» Description of the task:
Restate word for word the line with "Target: roof of neighboring house" and all lines after it; please stop only at the end of the listing below.

» Records shown:
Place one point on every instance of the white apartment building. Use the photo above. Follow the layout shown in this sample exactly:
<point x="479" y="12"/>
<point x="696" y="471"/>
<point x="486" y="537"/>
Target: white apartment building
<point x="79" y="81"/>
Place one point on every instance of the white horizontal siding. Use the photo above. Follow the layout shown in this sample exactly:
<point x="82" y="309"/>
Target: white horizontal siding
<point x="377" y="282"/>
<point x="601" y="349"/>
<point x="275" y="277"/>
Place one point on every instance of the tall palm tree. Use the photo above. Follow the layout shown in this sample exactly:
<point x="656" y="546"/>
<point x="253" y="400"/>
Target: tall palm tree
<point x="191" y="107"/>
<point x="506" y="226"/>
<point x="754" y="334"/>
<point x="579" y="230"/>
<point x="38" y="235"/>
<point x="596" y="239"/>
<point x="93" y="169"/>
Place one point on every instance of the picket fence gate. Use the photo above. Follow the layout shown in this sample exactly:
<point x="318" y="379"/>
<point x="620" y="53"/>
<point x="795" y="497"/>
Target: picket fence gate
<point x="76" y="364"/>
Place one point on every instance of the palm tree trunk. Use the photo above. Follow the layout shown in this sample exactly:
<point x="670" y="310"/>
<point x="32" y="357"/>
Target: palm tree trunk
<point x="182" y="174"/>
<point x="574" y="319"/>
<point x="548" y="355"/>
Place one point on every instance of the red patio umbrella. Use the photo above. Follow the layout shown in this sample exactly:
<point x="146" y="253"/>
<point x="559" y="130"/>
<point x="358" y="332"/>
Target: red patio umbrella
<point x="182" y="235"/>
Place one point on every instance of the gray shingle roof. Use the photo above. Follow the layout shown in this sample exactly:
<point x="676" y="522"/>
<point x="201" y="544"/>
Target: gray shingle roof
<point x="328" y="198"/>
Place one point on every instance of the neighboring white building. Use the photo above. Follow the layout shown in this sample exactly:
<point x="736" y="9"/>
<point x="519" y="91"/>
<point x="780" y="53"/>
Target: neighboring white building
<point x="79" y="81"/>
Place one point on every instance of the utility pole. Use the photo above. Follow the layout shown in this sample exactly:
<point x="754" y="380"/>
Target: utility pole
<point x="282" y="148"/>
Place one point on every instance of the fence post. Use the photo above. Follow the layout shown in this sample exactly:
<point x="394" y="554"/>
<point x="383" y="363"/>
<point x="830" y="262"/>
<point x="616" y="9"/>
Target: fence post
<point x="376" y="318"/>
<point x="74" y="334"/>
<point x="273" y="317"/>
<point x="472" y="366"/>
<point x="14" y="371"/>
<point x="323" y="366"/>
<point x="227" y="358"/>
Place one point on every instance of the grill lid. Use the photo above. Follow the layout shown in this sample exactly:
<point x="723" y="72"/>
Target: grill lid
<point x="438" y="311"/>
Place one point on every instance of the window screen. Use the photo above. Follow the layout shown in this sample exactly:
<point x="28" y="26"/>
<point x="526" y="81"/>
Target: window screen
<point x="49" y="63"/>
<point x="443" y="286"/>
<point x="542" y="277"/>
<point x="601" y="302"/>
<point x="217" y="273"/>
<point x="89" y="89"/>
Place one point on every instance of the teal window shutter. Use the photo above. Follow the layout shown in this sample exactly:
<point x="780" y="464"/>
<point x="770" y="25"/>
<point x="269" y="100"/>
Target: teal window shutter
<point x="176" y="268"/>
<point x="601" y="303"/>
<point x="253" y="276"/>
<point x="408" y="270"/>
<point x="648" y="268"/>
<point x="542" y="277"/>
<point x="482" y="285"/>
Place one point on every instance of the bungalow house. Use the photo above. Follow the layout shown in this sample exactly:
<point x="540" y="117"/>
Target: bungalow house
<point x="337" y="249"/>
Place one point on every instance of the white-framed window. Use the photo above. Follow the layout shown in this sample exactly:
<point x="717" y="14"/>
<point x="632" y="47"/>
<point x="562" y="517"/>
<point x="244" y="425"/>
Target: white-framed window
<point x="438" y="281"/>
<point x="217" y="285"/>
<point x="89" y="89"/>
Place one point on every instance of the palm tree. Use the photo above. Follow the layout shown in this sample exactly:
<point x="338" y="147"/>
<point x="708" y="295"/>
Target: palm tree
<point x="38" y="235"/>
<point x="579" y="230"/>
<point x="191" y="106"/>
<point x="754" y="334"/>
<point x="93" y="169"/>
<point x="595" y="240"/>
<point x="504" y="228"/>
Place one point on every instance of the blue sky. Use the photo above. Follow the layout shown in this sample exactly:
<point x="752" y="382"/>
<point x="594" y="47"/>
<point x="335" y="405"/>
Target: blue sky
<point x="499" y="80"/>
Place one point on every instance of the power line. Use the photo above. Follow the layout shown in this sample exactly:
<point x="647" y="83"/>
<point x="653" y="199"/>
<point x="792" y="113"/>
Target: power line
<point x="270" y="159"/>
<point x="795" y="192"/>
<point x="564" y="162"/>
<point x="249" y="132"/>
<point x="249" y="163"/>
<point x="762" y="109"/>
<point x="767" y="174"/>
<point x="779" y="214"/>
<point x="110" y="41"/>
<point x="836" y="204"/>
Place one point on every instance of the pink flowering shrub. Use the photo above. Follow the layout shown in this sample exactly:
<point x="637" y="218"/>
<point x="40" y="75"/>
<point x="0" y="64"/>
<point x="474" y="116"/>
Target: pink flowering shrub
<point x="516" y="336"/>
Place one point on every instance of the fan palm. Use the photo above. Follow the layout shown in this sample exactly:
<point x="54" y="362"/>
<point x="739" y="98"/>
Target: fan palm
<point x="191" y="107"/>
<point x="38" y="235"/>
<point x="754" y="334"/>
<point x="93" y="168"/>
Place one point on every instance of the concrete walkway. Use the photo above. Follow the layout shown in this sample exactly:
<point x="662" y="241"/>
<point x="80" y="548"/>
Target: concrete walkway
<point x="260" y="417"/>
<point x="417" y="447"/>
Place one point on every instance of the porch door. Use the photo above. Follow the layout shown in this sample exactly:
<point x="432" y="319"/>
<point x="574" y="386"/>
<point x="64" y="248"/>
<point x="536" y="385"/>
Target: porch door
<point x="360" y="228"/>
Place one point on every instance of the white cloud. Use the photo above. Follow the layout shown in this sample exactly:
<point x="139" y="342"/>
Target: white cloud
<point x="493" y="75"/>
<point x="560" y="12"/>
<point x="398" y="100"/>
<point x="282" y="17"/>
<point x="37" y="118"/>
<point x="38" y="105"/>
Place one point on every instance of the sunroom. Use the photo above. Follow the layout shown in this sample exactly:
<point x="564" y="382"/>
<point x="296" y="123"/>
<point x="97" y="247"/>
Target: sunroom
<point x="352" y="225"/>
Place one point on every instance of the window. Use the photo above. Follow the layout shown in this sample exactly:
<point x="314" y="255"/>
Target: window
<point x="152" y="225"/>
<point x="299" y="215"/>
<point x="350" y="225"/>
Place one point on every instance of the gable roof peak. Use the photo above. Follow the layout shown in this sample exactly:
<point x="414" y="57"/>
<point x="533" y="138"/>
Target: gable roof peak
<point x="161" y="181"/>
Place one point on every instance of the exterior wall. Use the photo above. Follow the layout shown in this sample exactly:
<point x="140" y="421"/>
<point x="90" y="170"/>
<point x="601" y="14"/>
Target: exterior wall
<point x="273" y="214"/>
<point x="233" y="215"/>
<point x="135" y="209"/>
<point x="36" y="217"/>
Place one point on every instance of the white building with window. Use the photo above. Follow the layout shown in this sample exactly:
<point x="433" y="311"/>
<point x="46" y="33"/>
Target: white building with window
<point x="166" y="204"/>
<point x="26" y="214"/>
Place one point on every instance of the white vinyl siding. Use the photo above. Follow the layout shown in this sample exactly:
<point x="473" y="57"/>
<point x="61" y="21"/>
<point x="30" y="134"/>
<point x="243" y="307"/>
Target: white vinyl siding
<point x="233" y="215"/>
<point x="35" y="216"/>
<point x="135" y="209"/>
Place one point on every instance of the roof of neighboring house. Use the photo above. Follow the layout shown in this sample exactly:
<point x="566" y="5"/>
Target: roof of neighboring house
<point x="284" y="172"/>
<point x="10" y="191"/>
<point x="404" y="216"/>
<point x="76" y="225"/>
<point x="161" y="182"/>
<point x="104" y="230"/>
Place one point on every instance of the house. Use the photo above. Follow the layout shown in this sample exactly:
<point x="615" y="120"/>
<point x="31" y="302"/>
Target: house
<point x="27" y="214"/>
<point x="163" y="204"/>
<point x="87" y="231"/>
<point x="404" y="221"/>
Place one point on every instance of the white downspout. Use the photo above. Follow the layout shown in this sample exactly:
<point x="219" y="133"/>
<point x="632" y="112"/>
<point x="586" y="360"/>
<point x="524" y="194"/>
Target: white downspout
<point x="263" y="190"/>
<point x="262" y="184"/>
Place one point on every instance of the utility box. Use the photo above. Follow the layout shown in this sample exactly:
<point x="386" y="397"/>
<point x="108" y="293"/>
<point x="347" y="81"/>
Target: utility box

» Written solution:
Target: roof of neighboring house
<point x="284" y="172"/>
<point x="10" y="191"/>
<point x="404" y="216"/>
<point x="76" y="225"/>
<point x="161" y="182"/>
<point x="104" y="230"/>
Place one point on every instance of the house. Use the photo above. Follow the layout shown in this sample exactly:
<point x="615" y="120"/>
<point x="31" y="302"/>
Target: house
<point x="27" y="214"/>
<point x="163" y="204"/>
<point x="87" y="231"/>
<point x="404" y="221"/>
Place one point on every instance of the white downspout. Use the photo above. Follow the layout shown in this sample exactly:
<point x="219" y="133"/>
<point x="632" y="112"/>
<point x="586" y="360"/>
<point x="524" y="194"/>
Target: white downspout
<point x="263" y="190"/>
<point x="262" y="184"/>
Place one point on every instance of the utility box. Use the photo above. Follow the layout shown in this sample exactly:
<point x="386" y="397"/>
<point x="108" y="293"/>
<point x="347" y="81"/>
Target: utility box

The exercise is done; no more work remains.